● What is needed
Return all of the rows below with every line unchanged, leaving the pictures out of your answer.

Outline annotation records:
|---|

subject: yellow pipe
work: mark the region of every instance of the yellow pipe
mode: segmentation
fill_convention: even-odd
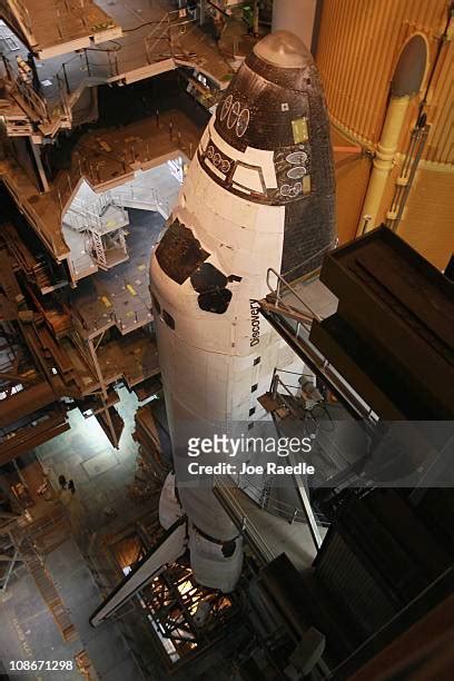
[[[408,96],[392,97],[389,100],[382,137],[374,157],[374,166],[364,199],[357,236],[377,226],[378,210],[385,195],[389,172],[393,169],[408,105]]]

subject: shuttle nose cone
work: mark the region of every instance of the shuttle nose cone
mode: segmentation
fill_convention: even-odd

|---|

● Expected answer
subject: yellow pipe
work: mark the region of every instance of the yellow pipe
mode: segmentation
fill_convention: even-odd
[[[408,96],[392,97],[389,100],[382,137],[374,157],[374,166],[364,199],[357,236],[377,226],[378,210],[385,195],[389,172],[393,169],[408,105]]]

subject: shuttle nose cone
work: mark the region of every instance of the shuttle nose cone
mode: segmentation
fill_convention: even-odd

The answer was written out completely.